Wednesday, January 06, 2021

[Covid19, Rant] Coronatime, Month 10

I'm going to take a different tack this time and ask a stupid question: What if we are not doing so bad?  I know everyone is screaming and pointing about how horrible and uncaring everyone else is.  And I know there have been a lot of -- how shall we say it? -- sub-optimal decisions and actions.  But let's draw a big picture comparison.  

Hindsight grips us and tells us we should have done things better or faster, we should have been more stringent or more thoughtful. There will be lessons from this.  I hope we learn them. Personally, the lesson I see is that we need a better way of doing risk assessment when our standard environment of safety breaks down. But that is just what it is: hindsight.


In the 1918-20 .675% of the U.S. population was killed by the Spanish flu.  Rounding up, that's 7 people out of every thousand.  So far .129% of the U.S. population has been killed. Rounding up because it's not over yet, let's call that one-and-a-half people out of every thousand.  Put another way, at Spanish Flu mortality levels we would be looking at over 2 million dead instead of what is likely to be less than 400 thousand -- 1.6 million lives.  You can consider that a benefit bestowed by science and technology -- better health care, better hygiene, better communication, greatly enhanced scientific capability.


I am loath to even dip a toe in politics, but to the various factions that are trying to rip asunder our world social and economic order in the name of justice and/or freedom: you better be damned well certain your new world could do the same or better.  


I have become strangely optimistic about things.  Lost in the shuffle have been tremendous achievements that are going to pay off for years to come.  Bio-medical stuff like solving protein folding and more targeted cancer treatments.  New battery and microchip technology.  New nuclear power plant design approvals.  Peter Theil believes Covid is going to mark a new era.  I have mentioned before that I would not be surprised if all this leads to a second Roaring Twenties.  Given the pessimistic nature of our culture at this moment, I hope we don't use any newfound blessings as a reason to hate ourselves more.  That aside, I am indeed optimistic.  I almost wish I was young again so I could fully experience looking at such a bright future. Almost.


One last thing -- and this is very important: For most people, if you get a positive Covid test the thing to do is just ride it out.  If you know you are "high-risk" or start to get serious symptoms to the point where you are considering treatment, read this: Current Covid Treatment Advice.  It will step you through what to ask for from your doctors. 


But everyone should read that article all the way through.  If there is anything to be angry about in all this it is not the little political policy and behavioral differences that everyone screams about. It is the fact that our bureaucratic regulatory environment could not adapt to an extreme event.  


"If everyone in the world took just the fluvoxamine for 14 days after they learned they were COVID positive, our hospitals and ICUs would be nearly empty today. If everyone took doxazosin or metformin, we could cut the hospitalization rate in half. The problem is that double-blind outpatient RCTs take too much time to execute during a pandemic and doctors are trained only to accept RCT trial data and to ignore anything else. This has caused a great deal of unnecessary suffering and death. The fluvoxamine trial results were made public on October 6, but the mainstream media ignored it since it was a small trial (N=152)."


The Pfizer vaccine was created in a weekend. A life-saving treatment has been available for 3 months.  But people continue to die and businesses fail and lives ruined, all because we can't seem to see beyond our overhead.  If you want to get mad about something, get mad about that.

**TO DO**:
1. According to the blog post, what share of the U.S. population did the Spanish flu kill in 1918-20?
2. List every drug named in the blog post.
3. Copy the blog post from "In the 1918-20" and go on through "enhanced scientific capability.". Swap in "sanitation" wherever "hygiene" appears.
Answer from the blog post alone.

**ENTRIES PROVIDED**:

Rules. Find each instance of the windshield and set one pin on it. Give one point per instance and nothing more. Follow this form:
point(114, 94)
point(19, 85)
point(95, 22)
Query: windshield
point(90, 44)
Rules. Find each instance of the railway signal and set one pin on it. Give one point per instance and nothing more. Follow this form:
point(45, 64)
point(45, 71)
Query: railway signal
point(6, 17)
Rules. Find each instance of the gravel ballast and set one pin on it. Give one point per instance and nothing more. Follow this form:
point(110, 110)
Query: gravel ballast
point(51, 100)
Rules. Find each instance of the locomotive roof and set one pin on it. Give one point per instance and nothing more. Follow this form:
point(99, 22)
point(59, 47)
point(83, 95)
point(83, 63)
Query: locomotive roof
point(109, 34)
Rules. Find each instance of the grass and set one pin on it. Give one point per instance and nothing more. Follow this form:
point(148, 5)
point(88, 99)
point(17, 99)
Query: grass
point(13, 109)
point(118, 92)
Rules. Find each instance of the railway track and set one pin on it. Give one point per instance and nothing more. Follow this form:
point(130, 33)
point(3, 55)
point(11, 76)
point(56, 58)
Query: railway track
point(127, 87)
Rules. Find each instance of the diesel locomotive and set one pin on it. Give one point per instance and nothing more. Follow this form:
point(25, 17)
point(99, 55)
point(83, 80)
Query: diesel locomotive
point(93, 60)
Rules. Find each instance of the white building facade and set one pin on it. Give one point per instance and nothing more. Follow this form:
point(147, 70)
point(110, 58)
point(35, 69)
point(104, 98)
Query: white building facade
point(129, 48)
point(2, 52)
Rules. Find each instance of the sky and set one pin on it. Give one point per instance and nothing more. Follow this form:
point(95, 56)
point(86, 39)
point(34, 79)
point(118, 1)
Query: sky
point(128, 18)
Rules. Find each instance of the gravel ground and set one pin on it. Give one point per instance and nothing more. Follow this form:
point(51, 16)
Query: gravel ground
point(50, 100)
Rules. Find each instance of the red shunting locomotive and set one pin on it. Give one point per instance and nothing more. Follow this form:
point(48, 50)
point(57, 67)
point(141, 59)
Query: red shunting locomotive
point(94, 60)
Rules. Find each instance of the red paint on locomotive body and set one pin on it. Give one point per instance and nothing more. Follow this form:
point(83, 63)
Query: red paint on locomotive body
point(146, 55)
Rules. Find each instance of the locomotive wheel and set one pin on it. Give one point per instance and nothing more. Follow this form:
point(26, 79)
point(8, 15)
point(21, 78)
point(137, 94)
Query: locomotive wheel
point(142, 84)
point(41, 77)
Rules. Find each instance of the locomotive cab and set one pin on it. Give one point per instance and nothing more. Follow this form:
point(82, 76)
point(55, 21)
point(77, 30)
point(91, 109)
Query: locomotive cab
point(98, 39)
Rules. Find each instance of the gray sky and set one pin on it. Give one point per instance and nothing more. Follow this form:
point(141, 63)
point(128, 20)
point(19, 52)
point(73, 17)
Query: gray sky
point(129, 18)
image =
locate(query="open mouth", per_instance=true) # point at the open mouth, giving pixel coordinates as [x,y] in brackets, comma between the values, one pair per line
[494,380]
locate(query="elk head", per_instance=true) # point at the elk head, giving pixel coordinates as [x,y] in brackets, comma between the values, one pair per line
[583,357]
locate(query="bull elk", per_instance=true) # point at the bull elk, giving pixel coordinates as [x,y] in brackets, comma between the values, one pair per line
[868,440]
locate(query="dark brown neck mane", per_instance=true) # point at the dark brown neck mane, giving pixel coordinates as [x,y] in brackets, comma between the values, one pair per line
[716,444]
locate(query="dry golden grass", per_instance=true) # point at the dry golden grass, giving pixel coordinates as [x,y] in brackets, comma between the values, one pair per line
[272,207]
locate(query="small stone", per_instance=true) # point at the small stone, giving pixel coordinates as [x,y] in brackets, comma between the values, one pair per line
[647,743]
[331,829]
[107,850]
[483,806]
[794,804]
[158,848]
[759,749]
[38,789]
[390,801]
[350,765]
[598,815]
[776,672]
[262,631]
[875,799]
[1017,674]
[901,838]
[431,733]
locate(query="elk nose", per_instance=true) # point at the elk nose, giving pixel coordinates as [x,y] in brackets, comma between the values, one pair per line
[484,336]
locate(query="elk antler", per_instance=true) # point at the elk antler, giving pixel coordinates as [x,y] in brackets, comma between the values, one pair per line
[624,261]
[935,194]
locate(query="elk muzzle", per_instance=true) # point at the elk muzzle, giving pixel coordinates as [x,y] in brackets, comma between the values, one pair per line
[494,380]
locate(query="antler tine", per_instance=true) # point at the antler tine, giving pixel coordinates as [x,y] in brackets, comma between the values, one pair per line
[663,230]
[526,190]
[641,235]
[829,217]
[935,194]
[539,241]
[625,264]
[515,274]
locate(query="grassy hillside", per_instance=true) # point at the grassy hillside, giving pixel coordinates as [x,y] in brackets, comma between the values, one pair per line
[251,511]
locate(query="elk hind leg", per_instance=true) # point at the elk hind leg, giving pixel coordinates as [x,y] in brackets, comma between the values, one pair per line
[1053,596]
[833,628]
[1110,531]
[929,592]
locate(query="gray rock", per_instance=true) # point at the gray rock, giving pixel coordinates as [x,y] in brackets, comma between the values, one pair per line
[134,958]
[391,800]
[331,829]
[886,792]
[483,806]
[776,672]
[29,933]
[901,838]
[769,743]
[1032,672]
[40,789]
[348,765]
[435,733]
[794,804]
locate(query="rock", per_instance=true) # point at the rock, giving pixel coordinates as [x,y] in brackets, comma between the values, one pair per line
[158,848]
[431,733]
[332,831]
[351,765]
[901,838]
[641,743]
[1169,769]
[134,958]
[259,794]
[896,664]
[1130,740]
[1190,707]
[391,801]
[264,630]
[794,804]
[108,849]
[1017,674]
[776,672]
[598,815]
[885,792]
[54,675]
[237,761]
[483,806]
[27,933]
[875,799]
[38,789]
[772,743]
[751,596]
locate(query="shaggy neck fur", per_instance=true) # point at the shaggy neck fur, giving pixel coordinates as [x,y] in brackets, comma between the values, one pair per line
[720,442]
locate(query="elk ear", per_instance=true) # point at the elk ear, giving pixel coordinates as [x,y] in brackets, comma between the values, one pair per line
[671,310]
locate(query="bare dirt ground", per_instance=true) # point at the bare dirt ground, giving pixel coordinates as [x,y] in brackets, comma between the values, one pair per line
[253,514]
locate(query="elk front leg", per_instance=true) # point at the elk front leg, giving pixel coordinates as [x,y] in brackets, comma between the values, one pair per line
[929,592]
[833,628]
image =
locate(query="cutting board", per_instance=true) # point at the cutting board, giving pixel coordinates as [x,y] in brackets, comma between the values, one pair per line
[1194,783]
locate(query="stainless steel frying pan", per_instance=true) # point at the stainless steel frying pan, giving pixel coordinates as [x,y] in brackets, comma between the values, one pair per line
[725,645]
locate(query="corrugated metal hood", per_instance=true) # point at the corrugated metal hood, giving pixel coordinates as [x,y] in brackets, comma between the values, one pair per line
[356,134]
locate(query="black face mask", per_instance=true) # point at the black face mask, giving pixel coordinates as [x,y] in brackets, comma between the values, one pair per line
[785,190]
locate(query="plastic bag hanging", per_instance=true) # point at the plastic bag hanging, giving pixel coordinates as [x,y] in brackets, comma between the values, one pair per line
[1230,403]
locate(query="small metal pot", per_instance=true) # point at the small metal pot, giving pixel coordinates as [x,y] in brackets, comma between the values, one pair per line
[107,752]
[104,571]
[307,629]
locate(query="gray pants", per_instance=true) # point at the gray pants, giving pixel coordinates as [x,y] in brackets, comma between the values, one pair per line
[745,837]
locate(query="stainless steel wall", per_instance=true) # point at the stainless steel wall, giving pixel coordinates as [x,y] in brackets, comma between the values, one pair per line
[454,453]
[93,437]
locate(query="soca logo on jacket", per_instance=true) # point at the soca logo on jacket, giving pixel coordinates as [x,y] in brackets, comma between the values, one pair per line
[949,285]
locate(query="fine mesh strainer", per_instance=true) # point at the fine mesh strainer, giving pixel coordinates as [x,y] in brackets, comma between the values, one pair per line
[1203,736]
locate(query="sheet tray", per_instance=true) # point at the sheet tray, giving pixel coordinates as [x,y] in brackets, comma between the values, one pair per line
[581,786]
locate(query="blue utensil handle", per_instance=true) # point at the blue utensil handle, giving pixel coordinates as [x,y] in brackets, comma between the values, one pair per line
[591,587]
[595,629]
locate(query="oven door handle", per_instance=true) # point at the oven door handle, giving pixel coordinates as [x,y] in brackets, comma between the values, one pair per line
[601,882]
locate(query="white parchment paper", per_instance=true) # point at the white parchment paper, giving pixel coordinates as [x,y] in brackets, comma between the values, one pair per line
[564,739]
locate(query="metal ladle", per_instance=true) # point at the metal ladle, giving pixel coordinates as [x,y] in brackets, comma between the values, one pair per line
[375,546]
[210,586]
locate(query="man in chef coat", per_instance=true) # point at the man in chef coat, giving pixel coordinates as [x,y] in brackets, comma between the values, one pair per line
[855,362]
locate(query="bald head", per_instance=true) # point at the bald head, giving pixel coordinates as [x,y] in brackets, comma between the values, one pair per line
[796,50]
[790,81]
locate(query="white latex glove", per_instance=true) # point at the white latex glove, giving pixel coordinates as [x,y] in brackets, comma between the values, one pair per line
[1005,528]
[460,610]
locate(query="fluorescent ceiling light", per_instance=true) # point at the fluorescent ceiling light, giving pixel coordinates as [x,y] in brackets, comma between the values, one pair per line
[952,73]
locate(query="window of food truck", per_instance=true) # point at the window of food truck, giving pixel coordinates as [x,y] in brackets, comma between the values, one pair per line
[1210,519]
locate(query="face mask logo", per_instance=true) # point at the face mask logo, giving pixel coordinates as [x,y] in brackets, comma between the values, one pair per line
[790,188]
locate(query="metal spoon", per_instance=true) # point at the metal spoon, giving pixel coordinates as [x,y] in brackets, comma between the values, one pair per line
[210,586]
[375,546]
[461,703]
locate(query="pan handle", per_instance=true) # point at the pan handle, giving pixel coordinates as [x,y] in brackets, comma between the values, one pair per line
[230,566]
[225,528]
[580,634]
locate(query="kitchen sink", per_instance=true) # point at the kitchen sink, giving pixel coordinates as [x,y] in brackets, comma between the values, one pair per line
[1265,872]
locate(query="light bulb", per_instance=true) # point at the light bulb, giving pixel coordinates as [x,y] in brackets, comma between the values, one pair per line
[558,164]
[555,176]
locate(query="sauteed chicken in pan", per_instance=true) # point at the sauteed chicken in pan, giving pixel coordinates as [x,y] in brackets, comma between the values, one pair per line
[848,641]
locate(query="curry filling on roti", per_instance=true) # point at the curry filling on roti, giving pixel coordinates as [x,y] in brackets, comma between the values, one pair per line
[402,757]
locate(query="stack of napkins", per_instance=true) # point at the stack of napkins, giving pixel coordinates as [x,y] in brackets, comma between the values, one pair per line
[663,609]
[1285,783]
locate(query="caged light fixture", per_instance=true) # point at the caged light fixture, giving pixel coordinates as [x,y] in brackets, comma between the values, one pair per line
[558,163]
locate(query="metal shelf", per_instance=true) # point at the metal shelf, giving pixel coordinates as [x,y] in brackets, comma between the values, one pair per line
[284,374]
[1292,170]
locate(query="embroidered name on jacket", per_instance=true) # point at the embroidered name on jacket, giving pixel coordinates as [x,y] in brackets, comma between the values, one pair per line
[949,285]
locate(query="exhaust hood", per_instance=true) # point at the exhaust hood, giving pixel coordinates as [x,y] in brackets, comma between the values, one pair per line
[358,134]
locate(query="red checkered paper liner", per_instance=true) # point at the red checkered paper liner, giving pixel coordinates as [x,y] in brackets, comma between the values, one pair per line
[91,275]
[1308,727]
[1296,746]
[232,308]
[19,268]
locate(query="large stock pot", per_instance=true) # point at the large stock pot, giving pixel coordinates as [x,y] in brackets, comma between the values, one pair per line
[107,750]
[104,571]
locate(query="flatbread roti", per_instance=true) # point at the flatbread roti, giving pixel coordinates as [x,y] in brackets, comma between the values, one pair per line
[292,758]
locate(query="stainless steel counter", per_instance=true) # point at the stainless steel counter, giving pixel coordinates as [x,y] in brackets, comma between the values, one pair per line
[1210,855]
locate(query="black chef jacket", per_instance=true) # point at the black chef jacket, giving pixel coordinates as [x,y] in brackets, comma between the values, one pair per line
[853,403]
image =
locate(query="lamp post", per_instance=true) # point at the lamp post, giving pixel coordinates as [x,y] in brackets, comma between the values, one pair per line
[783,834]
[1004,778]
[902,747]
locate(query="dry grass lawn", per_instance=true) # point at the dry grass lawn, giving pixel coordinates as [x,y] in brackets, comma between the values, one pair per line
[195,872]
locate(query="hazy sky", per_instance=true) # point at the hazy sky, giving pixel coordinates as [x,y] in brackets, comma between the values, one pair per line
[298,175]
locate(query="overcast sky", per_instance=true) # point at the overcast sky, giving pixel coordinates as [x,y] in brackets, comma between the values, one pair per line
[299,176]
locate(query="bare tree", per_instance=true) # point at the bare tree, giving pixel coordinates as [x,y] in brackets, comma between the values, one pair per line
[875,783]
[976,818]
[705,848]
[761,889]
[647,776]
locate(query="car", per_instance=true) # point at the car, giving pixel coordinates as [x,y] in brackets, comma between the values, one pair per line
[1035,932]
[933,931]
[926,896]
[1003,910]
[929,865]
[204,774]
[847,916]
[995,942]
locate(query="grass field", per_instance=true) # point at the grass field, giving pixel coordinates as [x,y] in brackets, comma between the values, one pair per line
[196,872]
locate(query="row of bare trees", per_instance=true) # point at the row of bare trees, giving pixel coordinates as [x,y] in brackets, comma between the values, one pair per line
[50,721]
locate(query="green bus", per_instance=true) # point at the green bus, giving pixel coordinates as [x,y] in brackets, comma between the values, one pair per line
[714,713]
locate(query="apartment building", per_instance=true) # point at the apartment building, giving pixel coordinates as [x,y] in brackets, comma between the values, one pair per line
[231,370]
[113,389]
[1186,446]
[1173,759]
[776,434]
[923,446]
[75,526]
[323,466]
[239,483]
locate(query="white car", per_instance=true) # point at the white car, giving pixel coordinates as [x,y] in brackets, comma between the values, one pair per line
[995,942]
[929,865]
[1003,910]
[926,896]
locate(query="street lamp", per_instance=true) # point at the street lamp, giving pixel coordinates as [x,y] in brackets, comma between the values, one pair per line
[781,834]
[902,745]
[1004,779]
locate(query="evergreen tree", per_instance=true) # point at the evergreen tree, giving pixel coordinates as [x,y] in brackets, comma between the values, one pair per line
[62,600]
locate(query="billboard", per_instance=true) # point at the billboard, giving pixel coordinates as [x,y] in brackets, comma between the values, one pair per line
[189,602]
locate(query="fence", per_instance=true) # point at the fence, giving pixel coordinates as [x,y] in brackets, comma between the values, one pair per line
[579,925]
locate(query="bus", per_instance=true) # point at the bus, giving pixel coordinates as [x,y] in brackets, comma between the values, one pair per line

**ANSWERS**:
1. .675% of the U.S. population.

2. Fluvoxamine, doxazosin, metformin

3.
In the 1918-20 .675% of the U.S. population was killed by the Spanish flu.  Rounding up, that's 7 people out of every thousand.  So far .129% of the U.S. population has been killed. Rounding up because it's not over yet, let's call that one-and-a-half people out of every thousand.  Put another way, at Spanish Flu mortality levels we would be looking at over 2 million dead instead of what is likely to be less than 400 thousand -- 1.6 million lives.  You can consider that a benefit bestowed by science and technology -- better health care, better sanitation, better communication, greatly enhanced scientific capability.